### [SHORT EXERCISE 1]
Repeat word for word everything in the Zebra branch discussion from "I think that" down to "PIG on Hadoop-0.20.".

### [SELECTED TEXT]
Since most of the bugfixes to Pig happen in trunk, I (and several folks that
I know) tend to use pig trunk most often. It would be nice if I picked up
Zebra enhancements along the way, as well.
Since zebra.jar is not included in pig.jar (I hope not), I can still use
stable zebra jar (binary) with latest pig compiled in trunk.
Also, build failure in zebra need not impact pig release, since the other
contrib, i.e. Piggybank is also "build-optional".
I think that creating a branch results in too many changes on that branch
before a mainline merge happens. Each of the feature additions you mention
would be very highly desirable even in the absence of others.
Just my 2 non-binding cents.
On 8/17/09 10:28 PM, "Raghu Angadi" <rang...@yahoo-inc.com> wrote:
> The reason for a branch is purely based on fair number of improvements
> we are planning for Zebra and our desire to have a stable Zebra
> implementation for users to use along with PIG on Hadoop-0.20.
> New features planned (jiras will be filed soon) :
> * Column security (different permissions for different columns)
> * Ability to drop columns
> * ability to address "column groups" by name
> * Support for sorted tables, map side joins,
> * ...
> Many of these changes involve changes to table metadata, schema syntax,
> and on disk format of the metadata (all of these will be backward
> If Zebra was a project of its own, one would have made a 0.1.0 branch
> and worked on new features in the trunk. The new proposed branch is for
> achieving the same by keeping PIG and stable Zebra together. PIG branch
> 0.4.0 will be made when it is appropriate for PIG. Generally, a contrib
> project should not influence that decision.
> Is there an alternative to creating a branch? Would you prefer we commit
> new features to a line that is being used by users?

### [SHORT EXERCISE 2]
Reproduce exactly everything in the entries below, from the line containing "Where can you see the wooden" down to the final line of the entries.

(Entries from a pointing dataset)
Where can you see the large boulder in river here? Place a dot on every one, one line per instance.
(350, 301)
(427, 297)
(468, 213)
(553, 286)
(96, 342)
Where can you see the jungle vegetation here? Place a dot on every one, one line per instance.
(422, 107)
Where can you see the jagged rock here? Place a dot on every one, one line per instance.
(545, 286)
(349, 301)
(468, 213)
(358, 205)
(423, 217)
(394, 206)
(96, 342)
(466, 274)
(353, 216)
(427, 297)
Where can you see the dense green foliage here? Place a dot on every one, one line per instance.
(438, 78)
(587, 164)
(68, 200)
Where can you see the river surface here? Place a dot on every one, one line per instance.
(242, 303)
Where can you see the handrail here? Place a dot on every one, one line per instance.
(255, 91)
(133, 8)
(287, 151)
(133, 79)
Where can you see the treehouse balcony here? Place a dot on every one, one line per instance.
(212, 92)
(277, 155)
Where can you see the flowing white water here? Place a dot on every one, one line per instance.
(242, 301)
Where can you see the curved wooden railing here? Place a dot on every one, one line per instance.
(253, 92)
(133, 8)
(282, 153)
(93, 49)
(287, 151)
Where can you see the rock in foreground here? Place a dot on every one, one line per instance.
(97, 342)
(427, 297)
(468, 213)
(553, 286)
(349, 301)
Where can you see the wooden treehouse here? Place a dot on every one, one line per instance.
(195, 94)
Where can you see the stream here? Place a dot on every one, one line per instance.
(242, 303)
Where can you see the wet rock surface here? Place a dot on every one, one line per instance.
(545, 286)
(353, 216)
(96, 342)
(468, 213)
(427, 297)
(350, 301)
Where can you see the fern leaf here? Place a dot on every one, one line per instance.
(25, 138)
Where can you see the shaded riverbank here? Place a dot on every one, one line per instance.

### [CORRECT RESULT 1]
I think that creating a branch results in too many changes on that branch
before a mainline merge happens. Each of the feature additions you mention
would be very highly desirable even in the absence of others.
Just my 2 non-binding cents.
On 8/17/09 10:28 PM, "Raghu Angadi" <rang...@yahoo-inc.com> wrote:
> The reason for a branch is purely based on fair number of improvements
> we are planning for Zebra and our desire to have a stable Zebra
> implementation for users to use along with PIG on Hadoop-0.20.

### [CORRECT RESULT 2]
Where can you see the wooden treehouse here? Place a dot on every one, one line per instance.
(195, 94)
Where can you see the stream here? Place a dot on every one, one line per instance.
(242, 303)
Where can you see the wet rock surface here? Place a dot on every one, one line per instance.
(545, 286)
(353, 216)
(96, 342)
(468, 213)
(427, 297)
(350, 301)
Where can you see the fern leaf here? Place a dot on every one, one line per instance.
(25, 138)
Where can you see the shaded riverbank here? Place a dot on every one, one line per instance.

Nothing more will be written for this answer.